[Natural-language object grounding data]
=== Section Start ===

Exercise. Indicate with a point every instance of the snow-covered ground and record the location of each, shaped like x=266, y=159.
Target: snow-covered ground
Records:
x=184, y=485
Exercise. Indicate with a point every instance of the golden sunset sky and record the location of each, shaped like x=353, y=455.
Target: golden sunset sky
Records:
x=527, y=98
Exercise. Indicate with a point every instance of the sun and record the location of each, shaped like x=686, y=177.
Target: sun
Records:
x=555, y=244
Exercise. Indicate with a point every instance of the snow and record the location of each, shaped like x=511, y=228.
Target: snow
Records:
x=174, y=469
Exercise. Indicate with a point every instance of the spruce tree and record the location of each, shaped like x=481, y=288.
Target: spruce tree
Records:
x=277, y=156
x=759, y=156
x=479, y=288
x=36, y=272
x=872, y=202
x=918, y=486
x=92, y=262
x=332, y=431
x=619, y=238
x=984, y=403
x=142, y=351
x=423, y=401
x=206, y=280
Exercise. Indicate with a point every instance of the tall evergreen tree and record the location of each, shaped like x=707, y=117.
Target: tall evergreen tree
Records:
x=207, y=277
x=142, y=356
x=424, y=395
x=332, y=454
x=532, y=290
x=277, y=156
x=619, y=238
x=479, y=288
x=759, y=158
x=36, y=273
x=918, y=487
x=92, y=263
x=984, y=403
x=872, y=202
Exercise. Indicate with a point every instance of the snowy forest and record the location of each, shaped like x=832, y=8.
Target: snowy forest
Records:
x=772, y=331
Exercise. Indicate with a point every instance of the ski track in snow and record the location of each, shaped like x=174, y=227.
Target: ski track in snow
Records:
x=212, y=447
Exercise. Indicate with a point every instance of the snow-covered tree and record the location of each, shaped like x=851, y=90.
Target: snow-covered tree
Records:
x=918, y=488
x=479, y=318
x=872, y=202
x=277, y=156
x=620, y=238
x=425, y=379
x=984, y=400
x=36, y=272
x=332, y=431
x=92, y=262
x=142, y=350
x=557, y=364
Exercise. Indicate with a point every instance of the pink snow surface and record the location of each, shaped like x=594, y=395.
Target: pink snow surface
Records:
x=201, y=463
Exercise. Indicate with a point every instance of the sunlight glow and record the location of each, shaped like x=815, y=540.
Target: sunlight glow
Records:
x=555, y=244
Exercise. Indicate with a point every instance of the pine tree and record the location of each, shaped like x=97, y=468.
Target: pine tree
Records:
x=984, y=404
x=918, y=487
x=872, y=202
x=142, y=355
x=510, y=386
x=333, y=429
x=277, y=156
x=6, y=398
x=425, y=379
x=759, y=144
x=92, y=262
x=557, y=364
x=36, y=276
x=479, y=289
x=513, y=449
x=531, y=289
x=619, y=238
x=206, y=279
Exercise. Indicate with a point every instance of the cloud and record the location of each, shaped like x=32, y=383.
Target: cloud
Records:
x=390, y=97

=== Section End ===

- WHAT YOU SHOULD DO -
Bring together every line in the entries that holds the string "spruce".

- ANSWER TO THIS TASK -
Exercise. Indicate with a point every instance of the spruce tree and record the location of each, shaped like x=481, y=288.
Target: spruce tree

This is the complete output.